EXERCISES TO COMPLETE ▸
- a) In the article on autonomous vehicles, what does the term "driverless" mean?
- b) Carry on writing the article on autonomous vehicles, picking up after its final sentence.

Autonomous vehicles – the ethical and legal implications

Autonomous vehicles – the ethical and legal implications

21st December 2017

Since the Government’s autumn budget, it has become clear that autonomous/driverless vehicles are on the national agenda.

While other countries may be ahead of the UK in debating autonomous vehicles, we are obviously bracing ourselves for the huge cultural, legal and social change that driverless vehicles will bring in a few decades’ time.

Note that by ‘driverless, we mean ‘totally without human interaction’ – of course, there have been some autonomous technologies in cars for some time, such as cruise control, lane assist, rain-sensing wipers, auto-braking, etc. The current pace of technology means it’s only a matter of time before fully-self-driving cars are on our roads.

There are a number of ethical and legal considerations, though, that must be dealt with before we are even close to allowing such technology on our roads.

Ethical considerations

Whose safety will be prioritised?

This is without doubt the trickiest issue faced by autonomous vehicles, the authorities and the manufacturers. In the event of an inevitable collision, who does the car aim to ‘protect’?

Imagine an autonomous car heading straight for a pedestrian on a bridge, will it drive off the bridge to save the pedestrian?

Many people believe that the cars should prioritise the safety of non-occupants, because they would be deemed the vulnerable road user in line with current law.

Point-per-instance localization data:
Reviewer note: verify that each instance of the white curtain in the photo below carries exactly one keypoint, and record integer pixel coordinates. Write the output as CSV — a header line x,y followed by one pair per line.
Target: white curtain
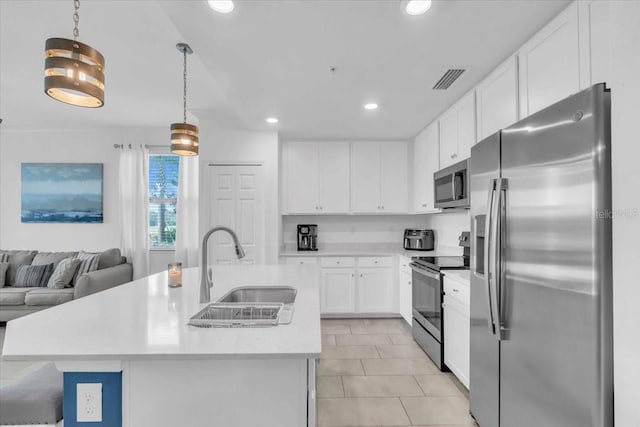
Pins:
x,y
134,207
187,232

EXERCISE RESPONSES ▸
- a) Totally without human interaction.

- b)
Others suggest that we might need to change our way of thinking in that regard, because who would buy an autonomous car if they knew it would prioritise anybody else over the driver, the owner and occupant? What if someone wilfully jumped out in front of your car, only for the car to crash and injure you?

Should a person abiding by the Highway Code be preferred over someone acting in contravention? Should the young and fit be favoured over the elderly or infirm?

Mercedes-Benz has, in fact, confirmed that its vehicles would aim to protect the occupant of the vehicle, simply because that is the ‘known’ quantity, and it would not sacrifice its owners

It’s a huge debate and we’re frankly glad we don’t need to help resolve it!

Legal issues

There are wide-ranging legal implications from the introduction of vehicles driven by computers, which will be of great interest to Premier Medical’s clients and partner organisations.

The insurance industry claims that insurance will be required to cover the cost of any incidents caused by failure in the software.

Some brokers are already marketing products claim to protect motorists against claims caused by hacking or software failure of systems such as self-parking or adaptive cruise control.

The Government looks set to demand compulsory insurance for vehicles so that the owner must also ensure that there is an insurance policy in place that covers the manufacturers’ and any other entities’ product liability.

It’s a huge undertaking and, again, will owners feel happy about effectively paying insurance premiums to cover the manufacturers of the car they are driving?

The Government has also suggested that there may be a need for “compulsory product liability insurance for automated vehicles to also cover injuries to the ‘not at fault’ automated vehicle driver”.

Quite how we will be able to tell when a driver does or doesn’t have control of a vehicle, in relation to the precise time an accident occurs, remains to be seen.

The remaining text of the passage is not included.